**Your task**
In the garbage collector parable, what does the little dude in overalls do with the broken Objects on the floor?

**Quoted text**
- - - -

For the visually minded, here's a parable by Kieron Briggs:

Picture a big empty room with a big furnace/incinerator type thing at one end. Hanging form the roof are a number of ropes, called Threads. Attached to the various threads are little sparkly Objects, and those Objects can have other Object attached to them in turn by little rods called References. This creates a (hopefully) beautiful structure of Objects all attaches (either directly or indirectly) to a Thread. You can even have Objects which link to more than one Thread.

When an Object isn't needed any more, the Reference to it disappears. If that leaves the Object (or a whole collection of Objects) unattached to any Thread, it will fall down onto the floor and shatter. This gradually builds up a layer of broken objects lying around the floor. In a language like C, eventually the floor would become so full that there was no room for more Objects, and Bad Things would happen.

But in Java, we have a Garbage Collector. This is a little dude in overalls that climbs down a special Staff Only Thread, sweeps up all the broken Objects on the floor, and shovels them into the incinerator. You never know exactly when he's going to come along, but he's always there keeping an eye on the mess on the floor to make sure that it doesn't fill up too much...

- - - -

**Recorded data**
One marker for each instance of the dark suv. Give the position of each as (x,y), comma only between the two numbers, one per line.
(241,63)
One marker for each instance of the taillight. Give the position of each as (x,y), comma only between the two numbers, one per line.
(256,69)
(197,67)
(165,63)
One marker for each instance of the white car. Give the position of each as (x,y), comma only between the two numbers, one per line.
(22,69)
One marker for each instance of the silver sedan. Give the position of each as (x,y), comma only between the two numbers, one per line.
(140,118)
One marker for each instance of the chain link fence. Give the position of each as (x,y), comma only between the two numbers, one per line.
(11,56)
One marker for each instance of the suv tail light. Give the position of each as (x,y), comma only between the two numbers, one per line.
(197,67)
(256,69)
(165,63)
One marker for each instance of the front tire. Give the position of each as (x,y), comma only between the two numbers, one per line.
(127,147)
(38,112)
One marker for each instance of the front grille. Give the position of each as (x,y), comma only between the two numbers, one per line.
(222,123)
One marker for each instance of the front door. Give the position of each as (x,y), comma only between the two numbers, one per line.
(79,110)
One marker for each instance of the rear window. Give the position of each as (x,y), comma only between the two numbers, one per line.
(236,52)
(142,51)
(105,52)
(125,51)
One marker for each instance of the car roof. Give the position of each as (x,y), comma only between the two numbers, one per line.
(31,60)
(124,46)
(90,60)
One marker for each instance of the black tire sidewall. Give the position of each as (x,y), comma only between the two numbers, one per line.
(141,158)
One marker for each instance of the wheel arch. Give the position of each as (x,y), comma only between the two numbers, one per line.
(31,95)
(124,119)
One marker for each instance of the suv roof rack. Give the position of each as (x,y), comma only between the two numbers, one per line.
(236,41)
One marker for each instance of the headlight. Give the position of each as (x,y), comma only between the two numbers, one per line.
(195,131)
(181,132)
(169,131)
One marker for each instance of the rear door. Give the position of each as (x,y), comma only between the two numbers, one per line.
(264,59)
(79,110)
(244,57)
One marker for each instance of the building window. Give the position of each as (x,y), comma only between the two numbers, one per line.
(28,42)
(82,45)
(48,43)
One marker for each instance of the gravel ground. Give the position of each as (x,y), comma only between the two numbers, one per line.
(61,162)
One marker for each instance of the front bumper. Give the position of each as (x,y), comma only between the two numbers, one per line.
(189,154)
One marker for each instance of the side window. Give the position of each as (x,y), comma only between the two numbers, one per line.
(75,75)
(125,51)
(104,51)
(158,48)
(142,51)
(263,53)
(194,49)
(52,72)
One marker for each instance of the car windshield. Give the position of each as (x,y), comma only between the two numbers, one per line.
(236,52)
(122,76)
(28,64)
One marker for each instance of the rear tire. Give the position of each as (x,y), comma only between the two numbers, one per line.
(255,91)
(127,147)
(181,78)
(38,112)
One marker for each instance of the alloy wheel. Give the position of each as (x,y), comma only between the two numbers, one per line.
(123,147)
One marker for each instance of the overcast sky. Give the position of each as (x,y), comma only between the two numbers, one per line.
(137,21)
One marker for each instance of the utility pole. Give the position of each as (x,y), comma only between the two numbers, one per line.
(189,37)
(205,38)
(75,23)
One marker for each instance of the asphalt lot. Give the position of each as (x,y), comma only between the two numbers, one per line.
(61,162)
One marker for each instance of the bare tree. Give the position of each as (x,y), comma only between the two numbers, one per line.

- - - -

**Response to this exercise**
He sweeps them up and shovels them into the incinerator.